--- EXERCISE PASSAGE ---
#####
In New Zealand you don’t give yourself a band name like The Cavemen lightly. You’re setting out your stall for all to see. In polite company, any mention of these infamous Auckland punks register merely cold stares and hushed voices. The group themselves even claim to be a ‘great band to clear a party’.
Now they’ve come over to London with the aim of simply going hell for leather, not caring what people think, and spoiling for a fight. Well, not really, of course. Not totally. But they are young guys who are most definitely focused on having fun.
The Cavemen formed as high school teens over a shared love of wild rock’n’roll and delinquency. After spending several years loitering around the various basements, graveyards and parking lots of their home city, they had honed their rock’n’roll chops well enough to emerge from their troglodytic existence in around 2012 to deliver NZ back to the stone-age.
#####
--- EXTRACTED MATERIAL ---
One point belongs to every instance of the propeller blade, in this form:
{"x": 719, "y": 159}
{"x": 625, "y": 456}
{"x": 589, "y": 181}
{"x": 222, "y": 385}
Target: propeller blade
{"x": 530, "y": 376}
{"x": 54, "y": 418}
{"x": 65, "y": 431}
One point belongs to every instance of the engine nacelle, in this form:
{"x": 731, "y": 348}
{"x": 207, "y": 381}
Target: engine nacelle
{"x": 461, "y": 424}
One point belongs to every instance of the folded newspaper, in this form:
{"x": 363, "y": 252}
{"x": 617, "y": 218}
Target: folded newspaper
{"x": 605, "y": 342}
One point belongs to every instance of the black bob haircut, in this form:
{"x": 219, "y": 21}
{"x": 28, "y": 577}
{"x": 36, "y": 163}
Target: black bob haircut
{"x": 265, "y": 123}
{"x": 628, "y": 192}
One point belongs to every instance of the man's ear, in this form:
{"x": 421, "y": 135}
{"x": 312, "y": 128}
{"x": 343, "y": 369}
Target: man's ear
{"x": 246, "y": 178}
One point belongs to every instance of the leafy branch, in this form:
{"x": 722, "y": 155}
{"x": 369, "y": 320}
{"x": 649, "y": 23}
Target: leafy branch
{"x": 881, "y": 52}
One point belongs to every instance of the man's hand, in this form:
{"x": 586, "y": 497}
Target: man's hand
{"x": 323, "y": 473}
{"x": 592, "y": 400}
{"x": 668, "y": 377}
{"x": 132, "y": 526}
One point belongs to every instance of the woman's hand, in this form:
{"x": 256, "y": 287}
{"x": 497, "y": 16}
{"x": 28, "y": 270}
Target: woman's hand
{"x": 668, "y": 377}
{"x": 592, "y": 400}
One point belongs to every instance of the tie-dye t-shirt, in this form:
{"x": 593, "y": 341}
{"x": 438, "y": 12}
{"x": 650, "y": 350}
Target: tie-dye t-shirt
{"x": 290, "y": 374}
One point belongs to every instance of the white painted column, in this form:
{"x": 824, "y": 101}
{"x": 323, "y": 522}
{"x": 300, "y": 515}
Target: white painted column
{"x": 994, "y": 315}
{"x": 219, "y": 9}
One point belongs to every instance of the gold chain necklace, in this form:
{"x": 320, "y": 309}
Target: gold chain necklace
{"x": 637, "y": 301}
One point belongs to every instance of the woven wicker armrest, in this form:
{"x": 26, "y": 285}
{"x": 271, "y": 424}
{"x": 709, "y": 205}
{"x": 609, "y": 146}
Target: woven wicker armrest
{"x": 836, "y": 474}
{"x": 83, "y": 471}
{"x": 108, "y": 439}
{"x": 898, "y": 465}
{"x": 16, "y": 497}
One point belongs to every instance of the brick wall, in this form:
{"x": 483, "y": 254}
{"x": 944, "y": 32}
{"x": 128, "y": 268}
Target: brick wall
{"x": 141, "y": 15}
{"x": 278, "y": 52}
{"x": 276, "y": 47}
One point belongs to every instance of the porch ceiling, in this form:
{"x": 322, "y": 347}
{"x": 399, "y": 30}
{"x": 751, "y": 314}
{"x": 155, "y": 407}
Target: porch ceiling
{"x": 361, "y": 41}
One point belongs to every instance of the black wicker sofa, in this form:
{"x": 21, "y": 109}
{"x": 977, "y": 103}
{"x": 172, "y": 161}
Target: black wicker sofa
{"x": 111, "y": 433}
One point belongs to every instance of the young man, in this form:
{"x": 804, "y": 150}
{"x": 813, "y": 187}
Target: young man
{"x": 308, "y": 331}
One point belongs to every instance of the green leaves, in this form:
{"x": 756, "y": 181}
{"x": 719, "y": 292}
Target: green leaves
#####
--- ACTION ITEM ---
Write down the passage about The Cavemen word for word, from "Now they’ve come" up to and including "on having fun.". Rely only on the passage about The Cavemen.

--- ANSWER SPACE ---
Now they’ve come over to London with the aim of simply going hell for leather, not caring what people think, and spoiling for a fight. Well, not really, of course. Not totally. But they are young guys who are most definitely focused on having fun.